**DATA RECORDS**
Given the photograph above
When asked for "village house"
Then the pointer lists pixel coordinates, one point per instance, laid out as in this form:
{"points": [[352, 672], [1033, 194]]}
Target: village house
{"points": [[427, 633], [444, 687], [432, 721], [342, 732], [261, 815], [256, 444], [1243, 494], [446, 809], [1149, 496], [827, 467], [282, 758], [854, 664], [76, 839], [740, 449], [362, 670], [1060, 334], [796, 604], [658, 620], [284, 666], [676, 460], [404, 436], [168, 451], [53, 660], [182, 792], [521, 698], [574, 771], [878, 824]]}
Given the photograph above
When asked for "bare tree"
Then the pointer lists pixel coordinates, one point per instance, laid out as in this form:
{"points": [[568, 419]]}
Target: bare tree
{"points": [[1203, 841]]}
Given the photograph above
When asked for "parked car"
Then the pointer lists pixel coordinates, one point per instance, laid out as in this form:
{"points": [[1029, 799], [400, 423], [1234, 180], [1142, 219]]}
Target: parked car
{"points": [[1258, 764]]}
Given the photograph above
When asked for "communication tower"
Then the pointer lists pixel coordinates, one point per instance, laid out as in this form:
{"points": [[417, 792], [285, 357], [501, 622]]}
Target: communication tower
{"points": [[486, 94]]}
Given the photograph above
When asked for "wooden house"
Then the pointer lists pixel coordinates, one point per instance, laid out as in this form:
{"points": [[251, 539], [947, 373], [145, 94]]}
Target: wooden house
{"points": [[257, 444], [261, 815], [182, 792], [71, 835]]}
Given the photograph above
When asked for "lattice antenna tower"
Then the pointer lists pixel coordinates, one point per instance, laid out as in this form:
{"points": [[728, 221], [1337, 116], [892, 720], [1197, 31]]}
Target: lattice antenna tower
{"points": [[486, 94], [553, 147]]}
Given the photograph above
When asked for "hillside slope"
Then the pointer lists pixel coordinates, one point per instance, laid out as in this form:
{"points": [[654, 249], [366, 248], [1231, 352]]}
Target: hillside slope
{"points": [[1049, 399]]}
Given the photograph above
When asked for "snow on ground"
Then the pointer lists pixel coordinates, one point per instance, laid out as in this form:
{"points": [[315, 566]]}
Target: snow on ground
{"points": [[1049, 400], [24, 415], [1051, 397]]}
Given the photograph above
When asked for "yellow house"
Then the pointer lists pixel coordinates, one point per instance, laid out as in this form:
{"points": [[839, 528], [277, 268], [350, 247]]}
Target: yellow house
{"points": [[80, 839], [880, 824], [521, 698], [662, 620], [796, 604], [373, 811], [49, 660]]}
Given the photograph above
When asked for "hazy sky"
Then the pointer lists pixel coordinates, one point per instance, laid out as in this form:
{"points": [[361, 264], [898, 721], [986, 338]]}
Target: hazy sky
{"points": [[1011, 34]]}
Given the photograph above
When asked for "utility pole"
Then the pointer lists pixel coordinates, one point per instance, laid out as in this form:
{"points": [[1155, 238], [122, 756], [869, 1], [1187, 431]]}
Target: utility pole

**AIM**
Gather every line of the data above that contains the word "hazy", copying each one in full.

**RESPONSE TO THIS EXERCISE**
When asked for "hazy sky"
Target: hazy sky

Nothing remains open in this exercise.